◆ Text excerpt:
Start
In python, I used == to check if 2 URLs are the same, but to me, the following are the same too:
https://hello.com?test=test and https://hello.com?test22=test22
https://hello.com and https://hello.com#you_can_ignore_this
Is there any build-in function instead of working hard to compare every char etc...
CodePudding user response:
You can use urllib to parse the URLs and only keep the initial parts you want (here keeping scheme netloc path):
from urllib.parse import urlparse
url1 = urlparse('https://hello.com/?test=test')
url2 = urlparse('https://hello.com/?test22=test22')
url1[:3]
# ('https', 'hello.com', '/')
url1[:3] == url2[:3]
# True
Comparing only the netloc (aka "domain"):
url1[1] == url2[1]
As you can see, once you have parsed the URL you have a lot of flexibility to perform comparisons.
CodePudding user response:
Using urlparse is the way to go, as suggested in another answer. However, special treatment should be used for the URLs that have an empty path or the path consisting only of the root "/", because they refer to the same document.
from urllib.parse import urlparse
url1 = urlparse('https://hello.com/?test=test')
url2 = urlparse('https://hello.com')
result = (url1.path in "/" and url2.path in "/" and url1[:2] == url2[:2])\
or (url1[:3] == url2[:3])
CodePudding user response:
It's not very clear what you mean, but you should try parsing the url first.
You could check it using urlparse().
from urllib.parse import urlparse
url = urlparse("https://hello.com?test=test")
Since the urlparse method returns a ParseResult:
ParseResult(scheme='https', netloc='hello.com', path='', params='', query='test=test', fragment='')
You can compare these by doing
url[1] == 'hello.com' #Index 1 = netloc
End
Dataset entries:
Start
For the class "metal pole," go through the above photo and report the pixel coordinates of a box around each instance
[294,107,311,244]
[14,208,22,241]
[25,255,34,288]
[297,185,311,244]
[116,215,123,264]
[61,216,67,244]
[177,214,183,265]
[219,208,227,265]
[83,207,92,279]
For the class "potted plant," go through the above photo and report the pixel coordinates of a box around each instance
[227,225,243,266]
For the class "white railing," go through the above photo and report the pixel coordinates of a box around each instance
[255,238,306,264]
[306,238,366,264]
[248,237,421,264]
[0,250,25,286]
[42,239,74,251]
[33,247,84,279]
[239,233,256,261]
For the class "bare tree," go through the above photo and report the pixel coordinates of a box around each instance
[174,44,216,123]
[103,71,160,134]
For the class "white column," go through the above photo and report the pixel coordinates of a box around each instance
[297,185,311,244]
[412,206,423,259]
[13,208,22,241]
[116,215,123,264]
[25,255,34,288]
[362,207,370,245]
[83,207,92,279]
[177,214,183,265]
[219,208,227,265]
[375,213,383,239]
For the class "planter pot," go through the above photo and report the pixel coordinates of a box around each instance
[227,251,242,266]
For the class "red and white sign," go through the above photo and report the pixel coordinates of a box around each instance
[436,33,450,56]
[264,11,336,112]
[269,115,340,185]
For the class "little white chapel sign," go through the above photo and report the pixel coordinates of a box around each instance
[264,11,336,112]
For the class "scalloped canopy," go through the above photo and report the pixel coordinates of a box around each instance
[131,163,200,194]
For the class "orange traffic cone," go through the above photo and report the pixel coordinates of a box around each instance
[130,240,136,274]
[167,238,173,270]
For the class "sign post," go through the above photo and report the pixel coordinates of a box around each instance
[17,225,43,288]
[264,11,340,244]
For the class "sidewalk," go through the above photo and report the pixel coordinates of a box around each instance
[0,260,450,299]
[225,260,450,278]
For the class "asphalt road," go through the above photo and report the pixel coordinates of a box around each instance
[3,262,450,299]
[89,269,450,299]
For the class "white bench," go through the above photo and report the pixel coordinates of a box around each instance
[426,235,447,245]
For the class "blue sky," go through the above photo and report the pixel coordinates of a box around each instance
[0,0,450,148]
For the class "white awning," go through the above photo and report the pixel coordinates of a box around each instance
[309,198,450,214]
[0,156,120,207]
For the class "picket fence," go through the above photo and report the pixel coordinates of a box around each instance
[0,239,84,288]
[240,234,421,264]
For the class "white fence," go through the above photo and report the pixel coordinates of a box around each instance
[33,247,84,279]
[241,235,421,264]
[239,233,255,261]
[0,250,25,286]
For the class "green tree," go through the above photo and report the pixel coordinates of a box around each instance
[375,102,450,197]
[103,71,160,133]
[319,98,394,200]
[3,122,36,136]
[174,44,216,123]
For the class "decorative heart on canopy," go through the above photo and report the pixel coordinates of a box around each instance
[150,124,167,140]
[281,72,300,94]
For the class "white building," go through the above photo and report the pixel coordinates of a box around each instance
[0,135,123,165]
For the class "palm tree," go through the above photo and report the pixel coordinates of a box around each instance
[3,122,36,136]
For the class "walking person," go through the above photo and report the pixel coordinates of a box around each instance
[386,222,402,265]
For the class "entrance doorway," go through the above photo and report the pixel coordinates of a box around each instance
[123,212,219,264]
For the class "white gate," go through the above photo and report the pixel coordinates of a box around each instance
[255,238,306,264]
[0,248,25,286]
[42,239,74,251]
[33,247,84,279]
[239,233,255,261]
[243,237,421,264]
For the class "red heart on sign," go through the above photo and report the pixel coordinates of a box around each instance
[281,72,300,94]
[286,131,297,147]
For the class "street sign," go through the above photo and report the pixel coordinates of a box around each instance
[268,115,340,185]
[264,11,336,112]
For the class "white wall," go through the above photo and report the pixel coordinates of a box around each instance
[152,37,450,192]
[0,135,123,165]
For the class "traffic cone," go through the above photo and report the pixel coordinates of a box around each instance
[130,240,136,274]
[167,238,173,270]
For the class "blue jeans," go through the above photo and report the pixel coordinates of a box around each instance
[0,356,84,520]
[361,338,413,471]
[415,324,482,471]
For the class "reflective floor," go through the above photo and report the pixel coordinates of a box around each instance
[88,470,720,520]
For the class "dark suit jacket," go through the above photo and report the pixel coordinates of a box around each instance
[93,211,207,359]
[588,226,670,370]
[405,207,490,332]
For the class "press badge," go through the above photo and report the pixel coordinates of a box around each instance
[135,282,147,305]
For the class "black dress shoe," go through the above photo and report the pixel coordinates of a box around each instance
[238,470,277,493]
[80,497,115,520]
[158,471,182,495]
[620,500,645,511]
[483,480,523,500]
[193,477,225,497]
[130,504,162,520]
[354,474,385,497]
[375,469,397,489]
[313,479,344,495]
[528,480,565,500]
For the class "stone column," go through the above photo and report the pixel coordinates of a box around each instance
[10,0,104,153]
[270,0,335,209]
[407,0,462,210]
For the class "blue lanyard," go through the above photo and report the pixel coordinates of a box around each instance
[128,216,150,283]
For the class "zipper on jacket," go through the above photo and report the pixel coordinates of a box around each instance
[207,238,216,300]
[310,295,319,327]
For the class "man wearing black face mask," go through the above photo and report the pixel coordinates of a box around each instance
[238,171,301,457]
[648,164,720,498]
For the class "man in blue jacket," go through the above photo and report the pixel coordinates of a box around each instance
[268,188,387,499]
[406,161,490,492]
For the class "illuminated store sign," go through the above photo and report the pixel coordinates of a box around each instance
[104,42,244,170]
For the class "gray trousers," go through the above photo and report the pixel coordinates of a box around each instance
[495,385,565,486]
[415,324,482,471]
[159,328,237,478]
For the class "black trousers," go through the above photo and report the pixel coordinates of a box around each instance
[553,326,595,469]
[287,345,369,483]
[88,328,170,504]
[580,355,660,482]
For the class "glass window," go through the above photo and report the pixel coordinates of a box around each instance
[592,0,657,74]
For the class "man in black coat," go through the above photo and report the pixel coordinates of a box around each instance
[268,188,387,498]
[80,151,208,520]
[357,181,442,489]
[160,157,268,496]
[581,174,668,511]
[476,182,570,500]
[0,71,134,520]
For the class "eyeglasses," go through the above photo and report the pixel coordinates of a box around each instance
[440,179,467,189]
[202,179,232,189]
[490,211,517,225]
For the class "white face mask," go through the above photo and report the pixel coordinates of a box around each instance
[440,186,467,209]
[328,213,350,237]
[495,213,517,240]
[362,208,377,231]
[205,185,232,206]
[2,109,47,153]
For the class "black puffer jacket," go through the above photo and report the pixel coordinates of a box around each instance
End
◆ Tasks:
**a)** From the URL comparison thread, quote the passage from "url2 = urlparse('https://hello.com')" to "the url first.".
**b)** In the URL comparison thread, which parts of the parsed URLs does the first reply keep for its comparison?

◆ Answers:
**a)**
url2 = urlparse('https://hello.com')
result = (url1.path in "/" and url2.path in "/" and url1[:2] == url2[:2])\
or (url1[:3] == url2[:3])
CodePudding user response:
It's not very clear what you mean, but you should try parsing the url first.

**b)** The scheme, netloc, and path.